__Exercises__.
**A.** Using the passage about Adolf Tolkachev, explain what drove him to spy for the CIA.
**B.** Show every line of the records that contains the string "vest". Case counts.

__Text passage__.
>> BEGIN
With support from the University of Richmond

History News Network

History News Network puts current events into historical perspective. Subscribe to our newsletter for new perspectives on the ways history continues to resonate in the present. Explore our archive of thousands of original op-eds and curated stories from around the web. Join us to learn more about the past, now.

What Made This Man Betray His Country?

His family and friends called him Adik. His eyes were the color of ash, under a broad forehead and thick brown hair, with a crook in the bridge of his nose from a boyhood hockey accident. He stood about five feet six inches tall. Adolf Tolkachev seemed a quiet fellow to those who knew him. He was so reserved that he never told his son what he did at work, in a Soviet military-design laboratory where he specialized in airborne radar.

But his mind was not at ease. He was haunted by a dark chapter of Soviet history, and he wanted revenge.

His anger drove him to become the most successful and valued agent the CIA had run inside the Soviet Union in two decades. The documents and draw­ings he passed to the United States in the early 1980s unlocked the secrets of Soviet radar and revealed sensitive plans for research on weapons systems a decade into the future. His espionage put the United States in position to dominate the skies in aerial combat and confirmed the vulnerability of Soviet air defenses—that American cruise missiles and bombers could fly under the radar.
>> END
__Recorded data__.
>> BEGIN
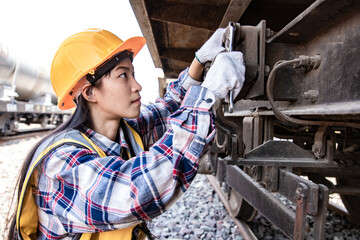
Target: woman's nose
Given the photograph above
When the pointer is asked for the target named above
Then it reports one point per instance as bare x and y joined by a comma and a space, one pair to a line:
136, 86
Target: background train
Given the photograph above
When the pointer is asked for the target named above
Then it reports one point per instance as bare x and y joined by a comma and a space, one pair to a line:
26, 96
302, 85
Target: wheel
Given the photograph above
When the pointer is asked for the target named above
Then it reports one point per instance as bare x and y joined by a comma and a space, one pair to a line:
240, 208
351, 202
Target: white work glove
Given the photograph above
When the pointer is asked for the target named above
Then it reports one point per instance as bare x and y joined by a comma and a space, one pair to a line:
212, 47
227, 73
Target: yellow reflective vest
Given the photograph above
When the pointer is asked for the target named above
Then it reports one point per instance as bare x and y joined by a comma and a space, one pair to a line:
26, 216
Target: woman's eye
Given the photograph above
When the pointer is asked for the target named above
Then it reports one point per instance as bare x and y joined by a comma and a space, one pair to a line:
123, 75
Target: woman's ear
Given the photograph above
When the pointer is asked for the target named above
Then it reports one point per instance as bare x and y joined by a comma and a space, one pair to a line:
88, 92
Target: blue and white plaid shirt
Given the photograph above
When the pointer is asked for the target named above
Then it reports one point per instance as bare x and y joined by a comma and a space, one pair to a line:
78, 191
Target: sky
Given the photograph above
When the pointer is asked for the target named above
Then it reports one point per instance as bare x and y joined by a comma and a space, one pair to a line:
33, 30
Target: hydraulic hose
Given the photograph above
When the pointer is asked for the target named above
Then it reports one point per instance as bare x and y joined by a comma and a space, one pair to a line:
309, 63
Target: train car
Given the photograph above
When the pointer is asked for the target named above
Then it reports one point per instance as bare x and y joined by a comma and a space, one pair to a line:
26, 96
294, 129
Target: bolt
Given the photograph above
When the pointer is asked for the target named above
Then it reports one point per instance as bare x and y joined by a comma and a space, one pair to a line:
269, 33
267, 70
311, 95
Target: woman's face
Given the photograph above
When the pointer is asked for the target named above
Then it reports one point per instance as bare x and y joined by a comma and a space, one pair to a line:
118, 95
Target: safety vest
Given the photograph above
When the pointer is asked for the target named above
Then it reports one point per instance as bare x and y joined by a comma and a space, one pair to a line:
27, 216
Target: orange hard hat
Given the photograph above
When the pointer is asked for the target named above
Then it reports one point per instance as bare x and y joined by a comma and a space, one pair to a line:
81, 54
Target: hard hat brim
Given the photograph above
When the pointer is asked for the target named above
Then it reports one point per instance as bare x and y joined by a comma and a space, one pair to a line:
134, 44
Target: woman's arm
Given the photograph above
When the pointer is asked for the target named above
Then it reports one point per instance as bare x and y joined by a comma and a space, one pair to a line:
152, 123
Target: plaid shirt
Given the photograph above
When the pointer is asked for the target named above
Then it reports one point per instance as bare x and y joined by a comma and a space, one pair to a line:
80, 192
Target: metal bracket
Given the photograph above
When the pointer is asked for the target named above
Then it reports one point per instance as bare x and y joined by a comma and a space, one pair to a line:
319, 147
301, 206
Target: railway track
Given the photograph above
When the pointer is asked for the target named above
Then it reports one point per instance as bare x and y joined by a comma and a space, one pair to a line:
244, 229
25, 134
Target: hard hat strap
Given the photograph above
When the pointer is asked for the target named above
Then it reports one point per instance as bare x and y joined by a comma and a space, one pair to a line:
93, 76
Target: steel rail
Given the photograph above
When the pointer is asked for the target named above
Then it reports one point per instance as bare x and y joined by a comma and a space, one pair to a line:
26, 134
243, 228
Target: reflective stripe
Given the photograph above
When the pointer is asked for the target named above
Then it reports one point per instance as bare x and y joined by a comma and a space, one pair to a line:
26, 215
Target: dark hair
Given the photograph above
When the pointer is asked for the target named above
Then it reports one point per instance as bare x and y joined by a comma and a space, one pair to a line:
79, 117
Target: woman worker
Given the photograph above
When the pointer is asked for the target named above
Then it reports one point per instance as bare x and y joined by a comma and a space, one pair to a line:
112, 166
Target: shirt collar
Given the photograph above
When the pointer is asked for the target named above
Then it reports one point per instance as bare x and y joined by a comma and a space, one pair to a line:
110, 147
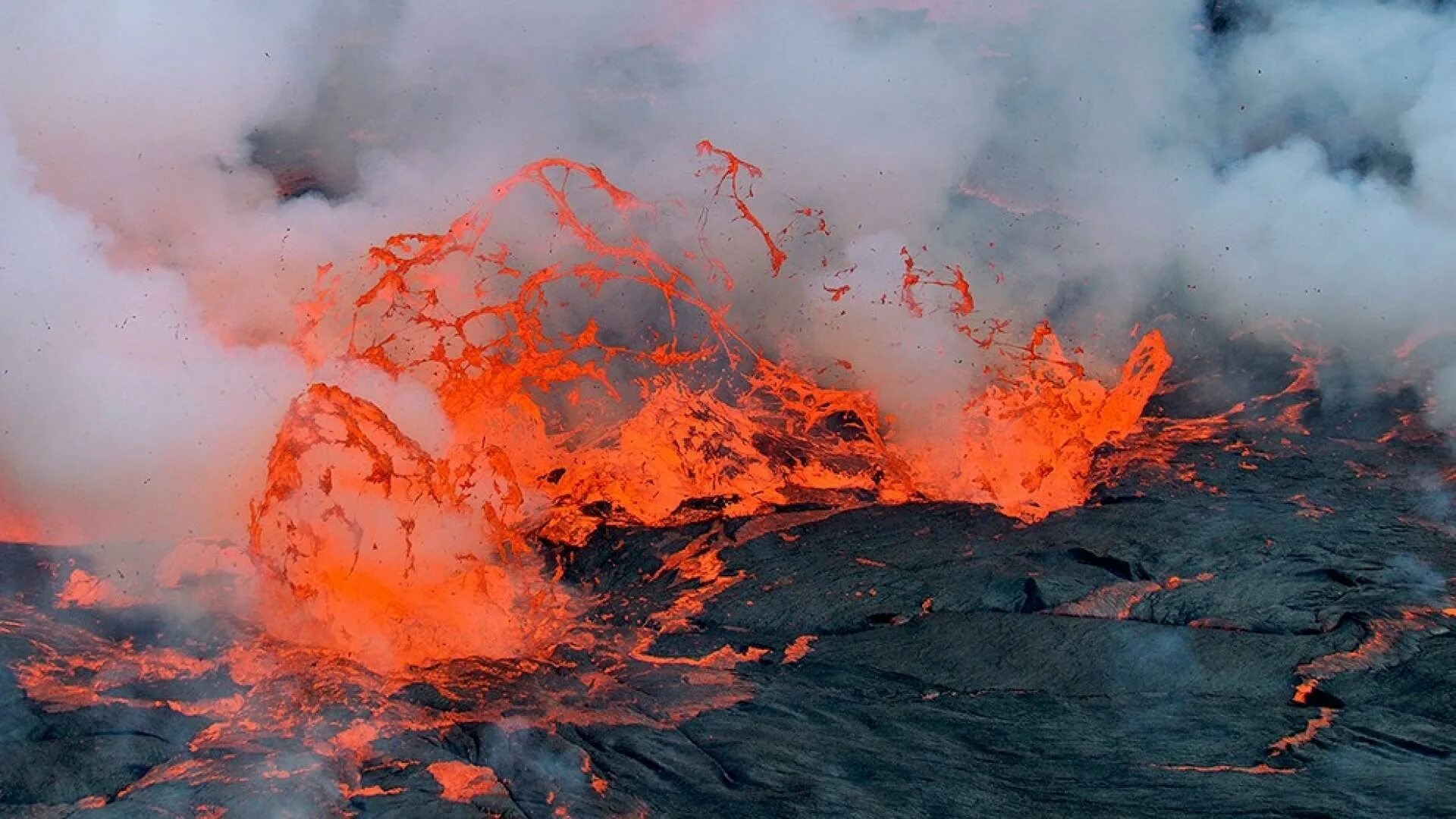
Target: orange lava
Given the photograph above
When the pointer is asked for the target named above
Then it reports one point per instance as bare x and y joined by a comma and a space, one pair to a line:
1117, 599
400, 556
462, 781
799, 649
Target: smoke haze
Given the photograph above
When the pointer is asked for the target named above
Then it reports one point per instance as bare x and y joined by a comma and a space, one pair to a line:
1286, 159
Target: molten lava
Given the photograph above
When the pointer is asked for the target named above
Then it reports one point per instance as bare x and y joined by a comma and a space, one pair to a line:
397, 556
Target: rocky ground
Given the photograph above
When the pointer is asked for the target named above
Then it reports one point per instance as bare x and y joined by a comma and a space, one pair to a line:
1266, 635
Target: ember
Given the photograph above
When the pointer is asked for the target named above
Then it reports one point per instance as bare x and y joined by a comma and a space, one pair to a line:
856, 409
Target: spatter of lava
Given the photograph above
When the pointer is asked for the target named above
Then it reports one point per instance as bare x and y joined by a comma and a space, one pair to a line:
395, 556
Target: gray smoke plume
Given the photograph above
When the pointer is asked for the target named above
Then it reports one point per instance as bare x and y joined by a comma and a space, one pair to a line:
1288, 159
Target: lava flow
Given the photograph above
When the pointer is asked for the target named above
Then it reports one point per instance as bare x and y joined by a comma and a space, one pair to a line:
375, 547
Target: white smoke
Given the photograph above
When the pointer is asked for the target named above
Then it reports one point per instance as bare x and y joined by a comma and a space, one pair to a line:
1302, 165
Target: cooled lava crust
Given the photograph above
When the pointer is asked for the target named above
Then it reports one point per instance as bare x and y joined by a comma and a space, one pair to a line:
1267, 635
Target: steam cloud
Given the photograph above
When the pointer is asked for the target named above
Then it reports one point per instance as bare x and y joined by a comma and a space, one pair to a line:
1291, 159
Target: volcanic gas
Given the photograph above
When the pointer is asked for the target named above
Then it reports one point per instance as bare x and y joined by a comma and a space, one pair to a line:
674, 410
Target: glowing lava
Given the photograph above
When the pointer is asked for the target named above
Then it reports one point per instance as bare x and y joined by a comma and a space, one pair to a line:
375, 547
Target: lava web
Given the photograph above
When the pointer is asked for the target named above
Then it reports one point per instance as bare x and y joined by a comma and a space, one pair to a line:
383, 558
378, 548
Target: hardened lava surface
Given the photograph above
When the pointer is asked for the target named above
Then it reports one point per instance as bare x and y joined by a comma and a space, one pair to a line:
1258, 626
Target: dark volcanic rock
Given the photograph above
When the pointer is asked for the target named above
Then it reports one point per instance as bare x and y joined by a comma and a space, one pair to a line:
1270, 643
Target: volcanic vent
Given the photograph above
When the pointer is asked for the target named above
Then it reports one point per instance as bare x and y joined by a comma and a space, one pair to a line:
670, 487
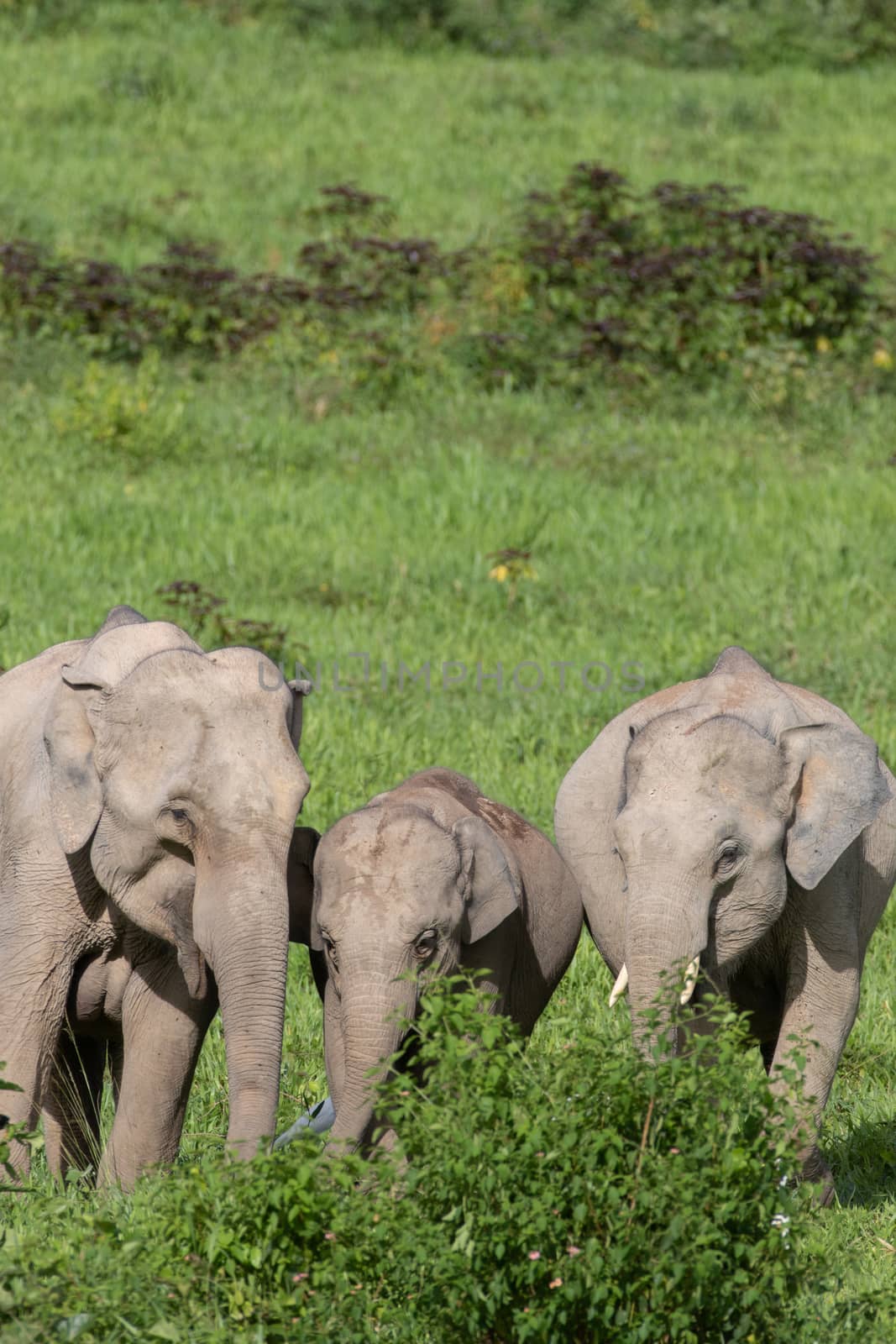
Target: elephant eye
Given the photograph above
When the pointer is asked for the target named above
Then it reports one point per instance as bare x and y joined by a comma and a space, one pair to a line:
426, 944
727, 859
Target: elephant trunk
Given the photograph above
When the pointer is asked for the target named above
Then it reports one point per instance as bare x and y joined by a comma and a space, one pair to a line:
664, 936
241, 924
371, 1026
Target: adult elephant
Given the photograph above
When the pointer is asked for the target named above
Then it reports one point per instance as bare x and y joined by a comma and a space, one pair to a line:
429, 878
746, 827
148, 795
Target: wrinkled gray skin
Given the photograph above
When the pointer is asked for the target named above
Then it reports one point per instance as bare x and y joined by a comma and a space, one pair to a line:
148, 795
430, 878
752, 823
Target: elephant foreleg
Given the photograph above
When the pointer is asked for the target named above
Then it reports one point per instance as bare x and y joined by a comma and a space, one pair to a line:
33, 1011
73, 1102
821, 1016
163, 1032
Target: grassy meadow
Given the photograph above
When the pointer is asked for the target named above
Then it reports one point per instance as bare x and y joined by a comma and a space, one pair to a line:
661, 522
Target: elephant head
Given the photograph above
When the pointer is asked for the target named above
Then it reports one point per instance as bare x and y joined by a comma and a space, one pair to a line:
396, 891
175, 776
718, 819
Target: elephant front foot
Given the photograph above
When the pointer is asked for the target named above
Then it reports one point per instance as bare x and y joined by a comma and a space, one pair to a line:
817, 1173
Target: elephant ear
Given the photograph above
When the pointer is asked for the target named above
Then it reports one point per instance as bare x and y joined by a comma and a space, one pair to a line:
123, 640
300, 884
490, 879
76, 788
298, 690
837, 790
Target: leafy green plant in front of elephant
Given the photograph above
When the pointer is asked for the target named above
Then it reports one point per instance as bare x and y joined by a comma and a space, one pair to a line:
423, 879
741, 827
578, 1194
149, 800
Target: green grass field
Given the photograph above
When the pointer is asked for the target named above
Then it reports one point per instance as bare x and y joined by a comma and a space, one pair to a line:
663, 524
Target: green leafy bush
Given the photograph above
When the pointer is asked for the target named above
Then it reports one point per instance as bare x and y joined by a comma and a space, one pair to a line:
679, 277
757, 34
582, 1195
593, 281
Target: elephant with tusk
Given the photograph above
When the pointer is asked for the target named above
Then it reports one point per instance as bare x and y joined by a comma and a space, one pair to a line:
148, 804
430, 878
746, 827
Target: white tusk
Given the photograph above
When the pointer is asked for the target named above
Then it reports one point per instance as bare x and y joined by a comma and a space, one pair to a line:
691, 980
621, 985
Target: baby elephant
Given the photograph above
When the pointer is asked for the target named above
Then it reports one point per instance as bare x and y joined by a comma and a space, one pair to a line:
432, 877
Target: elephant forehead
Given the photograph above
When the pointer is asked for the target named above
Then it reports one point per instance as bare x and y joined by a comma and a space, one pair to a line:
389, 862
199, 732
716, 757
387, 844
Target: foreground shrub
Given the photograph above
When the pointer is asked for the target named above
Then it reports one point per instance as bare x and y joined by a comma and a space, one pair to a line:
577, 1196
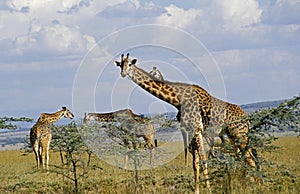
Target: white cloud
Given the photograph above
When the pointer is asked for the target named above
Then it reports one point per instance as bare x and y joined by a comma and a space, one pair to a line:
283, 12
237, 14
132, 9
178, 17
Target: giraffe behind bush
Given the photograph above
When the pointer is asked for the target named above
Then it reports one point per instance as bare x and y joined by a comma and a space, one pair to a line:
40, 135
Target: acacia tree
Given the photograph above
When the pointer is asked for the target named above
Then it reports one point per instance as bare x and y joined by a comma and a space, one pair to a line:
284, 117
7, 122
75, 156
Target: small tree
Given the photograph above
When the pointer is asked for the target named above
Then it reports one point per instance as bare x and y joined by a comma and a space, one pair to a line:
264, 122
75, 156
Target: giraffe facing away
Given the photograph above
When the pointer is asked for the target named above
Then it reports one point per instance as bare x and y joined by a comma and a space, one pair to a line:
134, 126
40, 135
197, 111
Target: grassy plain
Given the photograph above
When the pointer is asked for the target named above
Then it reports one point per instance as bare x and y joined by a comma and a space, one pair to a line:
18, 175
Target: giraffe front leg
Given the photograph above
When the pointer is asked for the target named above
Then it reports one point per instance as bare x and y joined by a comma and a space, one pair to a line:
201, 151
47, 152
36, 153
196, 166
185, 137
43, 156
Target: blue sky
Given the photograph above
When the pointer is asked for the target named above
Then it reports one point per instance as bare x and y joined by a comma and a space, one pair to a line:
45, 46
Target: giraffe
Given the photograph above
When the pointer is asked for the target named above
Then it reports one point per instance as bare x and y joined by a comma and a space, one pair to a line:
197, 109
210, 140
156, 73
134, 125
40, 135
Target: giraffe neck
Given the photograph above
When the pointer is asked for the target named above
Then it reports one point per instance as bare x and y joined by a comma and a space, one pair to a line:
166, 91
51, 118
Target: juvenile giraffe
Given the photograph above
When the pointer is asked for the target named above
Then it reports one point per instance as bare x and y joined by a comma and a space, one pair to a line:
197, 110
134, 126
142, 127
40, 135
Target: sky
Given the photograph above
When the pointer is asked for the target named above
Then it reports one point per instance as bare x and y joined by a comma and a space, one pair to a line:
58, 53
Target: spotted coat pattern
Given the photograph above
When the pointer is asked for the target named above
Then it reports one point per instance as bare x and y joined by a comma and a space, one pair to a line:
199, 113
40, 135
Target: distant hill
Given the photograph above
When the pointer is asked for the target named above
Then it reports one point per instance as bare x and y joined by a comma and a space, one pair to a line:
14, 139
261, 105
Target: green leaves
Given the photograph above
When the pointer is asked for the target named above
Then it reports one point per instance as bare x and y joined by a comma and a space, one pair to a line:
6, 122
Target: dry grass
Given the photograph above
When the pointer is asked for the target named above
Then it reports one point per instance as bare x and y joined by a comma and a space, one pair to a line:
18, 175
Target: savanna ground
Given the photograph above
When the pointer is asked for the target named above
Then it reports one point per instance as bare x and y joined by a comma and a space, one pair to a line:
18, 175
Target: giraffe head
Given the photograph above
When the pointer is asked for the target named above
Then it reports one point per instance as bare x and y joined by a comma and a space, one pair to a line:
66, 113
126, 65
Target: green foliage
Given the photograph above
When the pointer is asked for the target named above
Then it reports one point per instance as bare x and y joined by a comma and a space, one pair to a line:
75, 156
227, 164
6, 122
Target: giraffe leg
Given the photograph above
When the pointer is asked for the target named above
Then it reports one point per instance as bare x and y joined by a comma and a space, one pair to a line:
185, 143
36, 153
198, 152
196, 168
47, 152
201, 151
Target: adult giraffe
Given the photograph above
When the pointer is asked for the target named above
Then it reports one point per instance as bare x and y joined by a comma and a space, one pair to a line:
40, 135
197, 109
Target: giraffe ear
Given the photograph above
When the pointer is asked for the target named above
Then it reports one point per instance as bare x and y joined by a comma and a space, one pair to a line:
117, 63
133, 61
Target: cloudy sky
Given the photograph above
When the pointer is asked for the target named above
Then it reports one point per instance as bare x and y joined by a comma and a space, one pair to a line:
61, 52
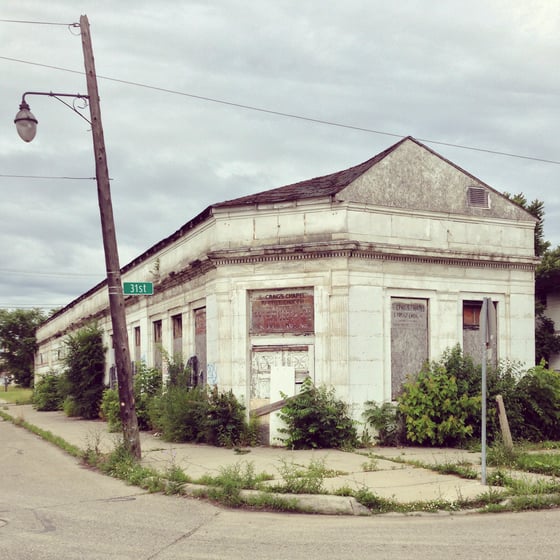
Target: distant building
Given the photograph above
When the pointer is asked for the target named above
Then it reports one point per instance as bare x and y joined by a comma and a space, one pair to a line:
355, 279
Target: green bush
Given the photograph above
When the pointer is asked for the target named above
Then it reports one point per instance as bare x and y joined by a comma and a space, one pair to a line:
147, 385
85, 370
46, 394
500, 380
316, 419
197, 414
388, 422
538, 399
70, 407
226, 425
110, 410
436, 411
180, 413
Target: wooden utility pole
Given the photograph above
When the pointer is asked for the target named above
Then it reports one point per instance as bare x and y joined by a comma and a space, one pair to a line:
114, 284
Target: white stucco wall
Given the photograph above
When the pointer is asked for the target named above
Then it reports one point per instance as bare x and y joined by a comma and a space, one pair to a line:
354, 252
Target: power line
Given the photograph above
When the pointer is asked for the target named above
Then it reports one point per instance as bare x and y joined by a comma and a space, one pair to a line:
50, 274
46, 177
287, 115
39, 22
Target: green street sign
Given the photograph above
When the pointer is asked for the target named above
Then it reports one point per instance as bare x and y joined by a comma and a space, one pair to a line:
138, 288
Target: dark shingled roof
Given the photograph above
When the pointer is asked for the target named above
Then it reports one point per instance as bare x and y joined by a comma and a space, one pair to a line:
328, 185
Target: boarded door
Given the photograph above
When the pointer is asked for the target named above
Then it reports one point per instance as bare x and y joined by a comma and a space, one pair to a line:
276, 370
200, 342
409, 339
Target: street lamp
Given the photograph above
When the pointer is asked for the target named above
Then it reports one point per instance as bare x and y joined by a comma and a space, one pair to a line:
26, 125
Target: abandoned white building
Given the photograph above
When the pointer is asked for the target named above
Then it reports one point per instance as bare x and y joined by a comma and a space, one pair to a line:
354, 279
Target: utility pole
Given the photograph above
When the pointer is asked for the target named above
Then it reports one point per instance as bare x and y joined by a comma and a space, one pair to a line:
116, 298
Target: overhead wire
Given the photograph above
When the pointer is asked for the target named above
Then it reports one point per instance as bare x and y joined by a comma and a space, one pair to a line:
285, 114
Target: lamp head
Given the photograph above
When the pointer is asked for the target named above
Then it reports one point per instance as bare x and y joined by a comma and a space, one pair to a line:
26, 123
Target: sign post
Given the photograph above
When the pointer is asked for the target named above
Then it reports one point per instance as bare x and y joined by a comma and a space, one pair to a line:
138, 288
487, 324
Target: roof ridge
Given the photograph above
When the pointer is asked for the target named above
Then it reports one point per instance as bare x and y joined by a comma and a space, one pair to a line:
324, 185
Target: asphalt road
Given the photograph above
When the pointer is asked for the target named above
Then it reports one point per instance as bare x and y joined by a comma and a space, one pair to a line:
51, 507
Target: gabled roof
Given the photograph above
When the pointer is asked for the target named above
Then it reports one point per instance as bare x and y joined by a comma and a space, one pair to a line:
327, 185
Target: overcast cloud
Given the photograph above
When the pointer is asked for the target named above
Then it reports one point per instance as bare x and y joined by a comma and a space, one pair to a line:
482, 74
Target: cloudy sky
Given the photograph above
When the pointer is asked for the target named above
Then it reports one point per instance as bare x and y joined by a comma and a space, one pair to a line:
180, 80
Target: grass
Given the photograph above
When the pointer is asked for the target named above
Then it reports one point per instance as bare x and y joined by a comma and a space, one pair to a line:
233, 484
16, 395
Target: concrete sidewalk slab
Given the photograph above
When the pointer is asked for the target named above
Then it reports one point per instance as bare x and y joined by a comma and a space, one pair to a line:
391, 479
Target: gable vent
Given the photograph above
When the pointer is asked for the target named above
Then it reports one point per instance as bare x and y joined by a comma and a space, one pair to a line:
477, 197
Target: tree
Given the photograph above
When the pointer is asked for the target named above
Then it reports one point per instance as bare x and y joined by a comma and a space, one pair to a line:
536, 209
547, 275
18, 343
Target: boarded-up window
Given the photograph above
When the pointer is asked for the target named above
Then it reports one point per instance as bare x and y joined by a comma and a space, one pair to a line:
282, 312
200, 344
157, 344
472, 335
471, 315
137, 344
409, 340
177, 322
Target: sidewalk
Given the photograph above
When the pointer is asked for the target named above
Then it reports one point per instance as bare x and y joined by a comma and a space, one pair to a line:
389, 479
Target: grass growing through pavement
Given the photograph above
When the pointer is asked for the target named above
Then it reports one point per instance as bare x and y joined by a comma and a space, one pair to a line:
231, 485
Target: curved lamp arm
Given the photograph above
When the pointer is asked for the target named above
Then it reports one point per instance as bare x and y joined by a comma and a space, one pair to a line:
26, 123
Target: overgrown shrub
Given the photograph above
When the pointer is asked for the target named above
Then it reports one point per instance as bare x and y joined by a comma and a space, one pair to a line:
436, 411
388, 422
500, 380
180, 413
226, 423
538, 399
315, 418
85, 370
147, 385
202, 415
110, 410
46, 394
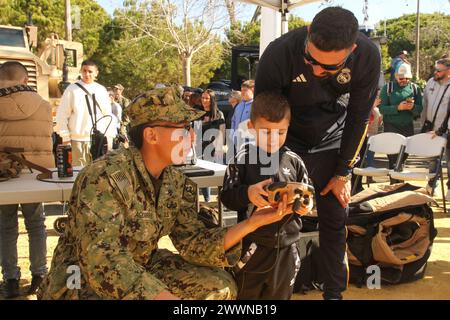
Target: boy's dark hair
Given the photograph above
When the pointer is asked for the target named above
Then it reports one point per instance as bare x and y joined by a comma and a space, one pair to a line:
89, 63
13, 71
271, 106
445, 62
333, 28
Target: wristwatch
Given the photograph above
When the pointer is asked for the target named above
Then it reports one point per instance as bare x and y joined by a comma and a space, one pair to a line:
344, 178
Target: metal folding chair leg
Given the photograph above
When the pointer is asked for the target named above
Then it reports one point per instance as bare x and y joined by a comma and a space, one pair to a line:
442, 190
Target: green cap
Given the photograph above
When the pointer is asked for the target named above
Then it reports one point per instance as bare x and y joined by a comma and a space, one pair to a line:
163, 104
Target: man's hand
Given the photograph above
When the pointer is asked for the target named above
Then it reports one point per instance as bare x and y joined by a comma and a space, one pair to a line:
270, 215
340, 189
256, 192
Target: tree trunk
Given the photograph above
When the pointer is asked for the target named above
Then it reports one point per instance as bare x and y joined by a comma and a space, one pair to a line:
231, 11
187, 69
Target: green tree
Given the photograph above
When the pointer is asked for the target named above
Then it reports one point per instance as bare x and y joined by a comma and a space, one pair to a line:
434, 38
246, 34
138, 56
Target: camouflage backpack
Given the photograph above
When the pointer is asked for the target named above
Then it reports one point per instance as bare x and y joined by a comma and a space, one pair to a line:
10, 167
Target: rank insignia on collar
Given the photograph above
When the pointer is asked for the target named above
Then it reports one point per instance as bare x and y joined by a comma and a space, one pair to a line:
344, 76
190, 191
>> END
__The results__.
**A.** He was haunted by a dark chapter of Soviet history and wanted revenge. That anger drove him to become the CIA's most successful and valued agent inside the Soviet Union in two decades.

**B.**
Target: yellow reflective vest
Target: safety vest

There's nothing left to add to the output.